▼
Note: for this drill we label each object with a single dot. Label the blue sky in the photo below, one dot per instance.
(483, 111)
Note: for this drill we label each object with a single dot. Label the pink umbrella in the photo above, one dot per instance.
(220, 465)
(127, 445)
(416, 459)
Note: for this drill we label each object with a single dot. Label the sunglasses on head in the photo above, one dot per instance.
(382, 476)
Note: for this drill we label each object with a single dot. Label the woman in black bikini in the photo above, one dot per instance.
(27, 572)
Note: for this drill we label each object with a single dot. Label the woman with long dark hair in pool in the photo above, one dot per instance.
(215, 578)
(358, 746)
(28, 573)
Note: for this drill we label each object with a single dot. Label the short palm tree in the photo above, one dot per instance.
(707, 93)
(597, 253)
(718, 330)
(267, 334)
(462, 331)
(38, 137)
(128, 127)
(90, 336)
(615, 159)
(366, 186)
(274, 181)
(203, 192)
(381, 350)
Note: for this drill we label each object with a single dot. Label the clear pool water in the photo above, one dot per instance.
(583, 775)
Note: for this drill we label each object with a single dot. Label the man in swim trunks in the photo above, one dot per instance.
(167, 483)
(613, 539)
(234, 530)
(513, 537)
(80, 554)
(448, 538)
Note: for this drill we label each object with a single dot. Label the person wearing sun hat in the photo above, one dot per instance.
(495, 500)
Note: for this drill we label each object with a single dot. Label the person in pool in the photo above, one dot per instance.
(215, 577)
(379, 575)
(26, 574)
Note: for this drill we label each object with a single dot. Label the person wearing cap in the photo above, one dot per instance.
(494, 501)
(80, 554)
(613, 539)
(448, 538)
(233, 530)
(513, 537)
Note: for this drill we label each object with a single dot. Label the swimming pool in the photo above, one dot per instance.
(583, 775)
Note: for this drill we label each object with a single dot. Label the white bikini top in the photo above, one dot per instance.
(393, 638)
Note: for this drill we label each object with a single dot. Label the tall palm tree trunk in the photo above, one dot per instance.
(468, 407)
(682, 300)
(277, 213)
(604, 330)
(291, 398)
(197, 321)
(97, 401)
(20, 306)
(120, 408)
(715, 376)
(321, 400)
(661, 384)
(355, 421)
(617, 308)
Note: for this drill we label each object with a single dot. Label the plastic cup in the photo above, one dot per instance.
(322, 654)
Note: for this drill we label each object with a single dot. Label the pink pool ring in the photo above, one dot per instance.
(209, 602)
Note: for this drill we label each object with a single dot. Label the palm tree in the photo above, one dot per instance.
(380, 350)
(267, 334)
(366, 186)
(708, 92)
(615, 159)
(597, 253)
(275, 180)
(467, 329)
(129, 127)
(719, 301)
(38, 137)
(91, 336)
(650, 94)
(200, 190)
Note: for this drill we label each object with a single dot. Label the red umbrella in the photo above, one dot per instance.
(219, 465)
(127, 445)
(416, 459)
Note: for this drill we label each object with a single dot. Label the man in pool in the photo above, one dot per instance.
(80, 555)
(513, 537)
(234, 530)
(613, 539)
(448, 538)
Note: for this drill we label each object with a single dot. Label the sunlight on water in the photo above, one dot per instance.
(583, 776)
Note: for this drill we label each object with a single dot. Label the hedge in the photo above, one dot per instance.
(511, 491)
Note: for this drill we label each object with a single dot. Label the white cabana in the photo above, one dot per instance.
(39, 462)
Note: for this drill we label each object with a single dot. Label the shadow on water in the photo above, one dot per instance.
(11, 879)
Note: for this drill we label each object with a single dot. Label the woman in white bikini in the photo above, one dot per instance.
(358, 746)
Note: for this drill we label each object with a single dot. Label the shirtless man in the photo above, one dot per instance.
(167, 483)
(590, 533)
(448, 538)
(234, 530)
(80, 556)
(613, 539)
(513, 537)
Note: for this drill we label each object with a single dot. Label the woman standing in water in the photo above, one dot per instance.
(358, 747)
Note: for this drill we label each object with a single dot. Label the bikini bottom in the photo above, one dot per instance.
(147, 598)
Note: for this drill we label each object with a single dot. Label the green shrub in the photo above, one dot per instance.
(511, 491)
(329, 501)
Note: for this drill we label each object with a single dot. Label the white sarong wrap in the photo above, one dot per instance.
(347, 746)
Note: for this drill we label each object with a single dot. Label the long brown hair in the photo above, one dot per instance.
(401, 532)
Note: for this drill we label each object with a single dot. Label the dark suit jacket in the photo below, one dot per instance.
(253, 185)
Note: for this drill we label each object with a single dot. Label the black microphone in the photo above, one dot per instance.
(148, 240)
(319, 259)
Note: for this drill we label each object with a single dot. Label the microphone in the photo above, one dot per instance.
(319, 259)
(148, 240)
▲
EXERCISE TASK →
In the entries above, find the line containing "Label the bikini". Set down that line and every line after it through the last one, exactly and alone.

ANSWER FOR THE TASK →
Note: for this drill we label each object with a single dot. Label the bikini bottom in the photo above, one dot per instance.
(147, 598)
Note: for this drill we label each object with a single dot. Label the green shrub in the photo above, one dot per instance.
(511, 491)
(329, 501)
Note: for this drill we label each object with a single dot. Label the white sarong wrap in the photo above, one dot per instance.
(347, 746)
Note: for this drill we label each object with a single dot. Label the long brown hair in the photo above, one dot per instance.
(401, 532)
Note: for this drill we label each object with a single dot. Label the dark suit jacket in the photo below, one dot per instance.
(253, 185)
Note: for this drill we label each object with a single dot. Label the black microphone in the photo above, one dot per instance.
(148, 240)
(319, 259)
Note: for this drill we label each object with a single dot. Label the microphone in the photo above, one dot per instance.
(319, 259)
(148, 240)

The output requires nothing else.